### Instructions to follow
Without including any pictures, copy each entry below exactly.

### Data to examine
════════════════════

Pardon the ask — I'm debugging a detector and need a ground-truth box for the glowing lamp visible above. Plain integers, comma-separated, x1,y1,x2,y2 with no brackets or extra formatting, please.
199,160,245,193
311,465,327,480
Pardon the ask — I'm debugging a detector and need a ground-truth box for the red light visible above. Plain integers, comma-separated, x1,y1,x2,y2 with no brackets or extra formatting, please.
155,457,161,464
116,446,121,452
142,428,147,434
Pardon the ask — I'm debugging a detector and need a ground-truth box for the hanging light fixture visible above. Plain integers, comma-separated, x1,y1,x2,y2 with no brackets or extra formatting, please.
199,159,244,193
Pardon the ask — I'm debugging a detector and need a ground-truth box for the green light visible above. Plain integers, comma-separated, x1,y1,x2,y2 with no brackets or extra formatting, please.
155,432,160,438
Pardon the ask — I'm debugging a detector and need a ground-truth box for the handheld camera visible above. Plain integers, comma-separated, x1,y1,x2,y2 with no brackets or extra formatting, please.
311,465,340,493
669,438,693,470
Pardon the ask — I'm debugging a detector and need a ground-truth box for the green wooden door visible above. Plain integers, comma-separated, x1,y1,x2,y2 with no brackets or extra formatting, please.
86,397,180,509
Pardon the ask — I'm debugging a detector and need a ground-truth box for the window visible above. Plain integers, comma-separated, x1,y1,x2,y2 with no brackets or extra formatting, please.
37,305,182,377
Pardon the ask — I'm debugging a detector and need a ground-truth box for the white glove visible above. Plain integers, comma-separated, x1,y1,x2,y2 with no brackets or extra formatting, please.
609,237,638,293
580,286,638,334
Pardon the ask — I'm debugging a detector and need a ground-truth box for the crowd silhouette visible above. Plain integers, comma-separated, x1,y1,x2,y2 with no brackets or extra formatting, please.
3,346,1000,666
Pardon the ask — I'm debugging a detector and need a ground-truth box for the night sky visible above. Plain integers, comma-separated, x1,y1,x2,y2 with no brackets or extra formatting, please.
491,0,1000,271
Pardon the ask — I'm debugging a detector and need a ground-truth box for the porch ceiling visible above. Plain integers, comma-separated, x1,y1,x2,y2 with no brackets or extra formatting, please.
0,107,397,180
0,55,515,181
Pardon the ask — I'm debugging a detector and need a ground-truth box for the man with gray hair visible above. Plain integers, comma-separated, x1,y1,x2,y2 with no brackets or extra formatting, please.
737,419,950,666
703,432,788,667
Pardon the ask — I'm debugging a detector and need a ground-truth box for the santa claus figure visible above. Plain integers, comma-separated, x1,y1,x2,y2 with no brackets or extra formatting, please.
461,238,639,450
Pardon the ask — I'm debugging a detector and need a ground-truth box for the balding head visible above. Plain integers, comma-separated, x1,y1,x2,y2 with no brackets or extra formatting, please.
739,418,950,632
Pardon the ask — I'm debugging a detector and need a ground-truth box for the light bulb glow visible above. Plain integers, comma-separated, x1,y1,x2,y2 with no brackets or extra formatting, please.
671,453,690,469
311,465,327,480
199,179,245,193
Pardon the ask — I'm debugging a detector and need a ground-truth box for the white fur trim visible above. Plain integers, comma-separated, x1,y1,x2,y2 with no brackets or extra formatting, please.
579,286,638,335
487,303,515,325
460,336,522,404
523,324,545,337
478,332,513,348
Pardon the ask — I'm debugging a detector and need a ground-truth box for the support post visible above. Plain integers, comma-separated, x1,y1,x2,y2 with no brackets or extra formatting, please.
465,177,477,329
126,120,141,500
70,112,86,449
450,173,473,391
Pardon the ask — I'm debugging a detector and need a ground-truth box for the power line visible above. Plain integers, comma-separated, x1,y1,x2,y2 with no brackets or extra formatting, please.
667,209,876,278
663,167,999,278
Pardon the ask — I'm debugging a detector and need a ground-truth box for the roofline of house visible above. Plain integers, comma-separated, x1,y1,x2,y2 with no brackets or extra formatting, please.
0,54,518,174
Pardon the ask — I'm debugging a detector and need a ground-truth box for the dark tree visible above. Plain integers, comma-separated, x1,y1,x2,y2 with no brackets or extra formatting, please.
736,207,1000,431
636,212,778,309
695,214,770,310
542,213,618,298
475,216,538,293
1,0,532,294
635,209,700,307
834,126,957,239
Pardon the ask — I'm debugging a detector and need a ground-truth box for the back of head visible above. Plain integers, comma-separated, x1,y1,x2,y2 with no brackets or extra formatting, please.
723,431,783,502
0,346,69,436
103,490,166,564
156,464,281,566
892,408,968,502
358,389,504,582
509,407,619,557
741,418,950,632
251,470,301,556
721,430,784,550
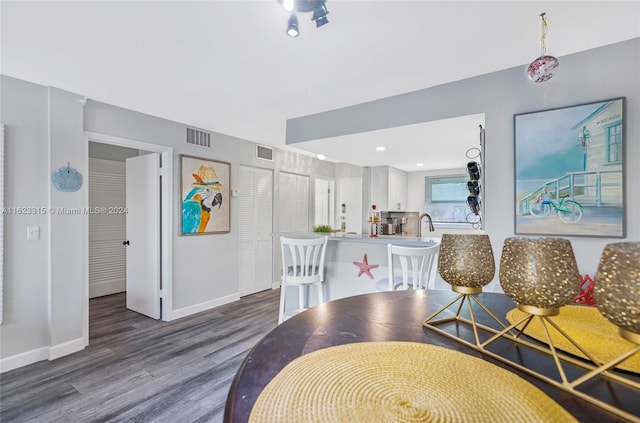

════════════════════

### Output for this exercise
Pardon the ask — I'm debugging a detector and need a ground-truth box for the glowing lamp visible above. Plain integers, comma-separated, x1,y1,x2,y2 with no brackets or extra formatting, please.
199,160,245,193
311,465,327,480
Pardon the ask — I'm debugging a detector and need a ground-truth box for the red light visible above. Plain integers, comma-separated, x1,y1,x2,y2 with no brackets or extra formatting, please.
155,457,161,464
116,446,121,452
142,428,147,434
Pardon the ask — I'm debugging a detector and need a ground-truth box for the hanging light fixture visible above. Plain integers, comma-separated, x1,y1,x2,y2 with no brackets or extra formatting, please.
199,159,244,193
Pardon the ask — I'm debugging a detector and need a ground-truth box for the green light visible above. Plain integers, comma-separated, x1,y1,x2,y2 with no brackets or extra formatting, please.
155,432,160,438
Pardon the ask — I'm debugging a detector and need a ground-truth box for the handheld camera visible above. Plain integers, comma-separated, x1,y1,x2,y2 with no brackets or extra formatting, please.
311,465,340,493
669,438,693,470
Pardon the ask — I'm debugging a detector and need a ground-truth box for the green wooden door visible above. Plain integers, comma-separated, x1,y1,x2,y2 with no brackets or extra formatting, please.
86,397,180,509
Pardon the ask — I'm debugging a detector and need a ground-truth box for the window visible above. Plain integers, comma-separated, x1,y1,x2,y2 with no brackets or extra formatting, please.
37,305,182,377
Pardon the ask — I'm debugging a detector and need a ground-truth box for the white glove visible above. Plain integers, comma-separated, x1,y1,x2,y2 with no brackets or extra formatting, please.
609,237,638,293
580,286,638,334
Pardon the ask — I'm debugging a detector and need a ground-truth box for the crowd silhouette visible above. Plain integers, comma-separated, x1,y1,x2,y2 with no brackets or extra formatting, please.
3,346,1000,666
Pardon the ask — I'm debugging a detector and need a ground-truth box for the night sky visible above. Plain integers, comma-separated, x1,y1,x2,y2 with no brackets or extra formatting, please.
491,0,1000,271
Pardon the ask — I'm debugging a detector and need a ground-truth box for the porch ceiling visible above. Plain integers, comma-separated, x1,y1,x2,y2 with no brackets or extra formatting, please.
0,107,397,180
0,55,515,181
Pardon the ask — I'm debugging a detector and need a ground-truth box for the man with gray hair visible above. Plain integers, comma-separated, x1,y1,x2,y2 with no brackets or extra formatting, please.
737,419,950,666
703,432,788,667
Pardon the ask — I'm debugging a detector and need a ground-truth box for the santa claus figure visible above. Plain integers, comma-separated, x1,y1,x2,y2 with no brackets or extra formatting, please.
461,238,639,450
Pardon the ask — I'm debugging a detector and need a ground-truth box for the balding head visible above. Plain integers, comma-separated, x1,y1,x2,y2 with no brackets or extra formatting, please.
739,418,950,632
Pardon the ask — I'm debugging a detector and need a ground-truth box for the light bulb glow visible above. Plain integers, comma-separated, x1,y1,x2,y2 with no brackets or extra formatting, please.
671,453,690,469
311,465,327,480
199,179,245,193
Pardon the ask — I'm debugging a detector and need a ground-truth box for the white fur trim visible above. Plain integers, comma-separated, x1,y1,x2,y2 with no brackets or extra formatting, please.
579,286,638,335
487,303,515,325
460,336,522,404
523,324,545,337
478,332,513,348
Pardon the ask — I'm debugging a detector and need a ground-truth box for the support post visible above. Plain integers, comma-separated, x1,y1,x2,y2 with no brackets or extra formatting, please.
465,177,477,329
126,120,141,500
70,112,86,449
450,173,473,391
Pardon the ask — I'm debugging a detector and need a ground-truth box for the power line visible above. Plain integers, comma-separated, x1,y1,x2,y2 with no brackets or extra formatting, please.
667,209,876,278
663,167,999,278
Pardon the ask — I'm debugging a detector and need a ground-truth box for the roofline of house visible above. Plain integers, comma-separated, x1,y1,x2,y2 with no brackets or extra formatting, please.
0,54,518,174
Pardon the ask — I'm debugging a detector and need a ground-truth box for the dark tree visible above. Plain integers, comma-separated, x1,y1,x2,y2 with no brackets or extra formatting, please.
736,207,1000,431
636,212,778,309
695,214,770,310
542,213,618,298
475,216,538,293
1,0,532,294
635,209,700,307
834,126,957,239
Pardon the ask — I'm debugging a detector and need a ground-truth box for the back of head visible above. Plain integers, comma-separated, x1,y1,x2,y2 with no brackets or extra formatting, please.
723,431,783,502
0,346,69,436
103,490,166,564
156,464,281,566
892,408,968,502
358,389,504,582
509,407,619,557
741,418,950,632
251,470,301,556
721,430,784,550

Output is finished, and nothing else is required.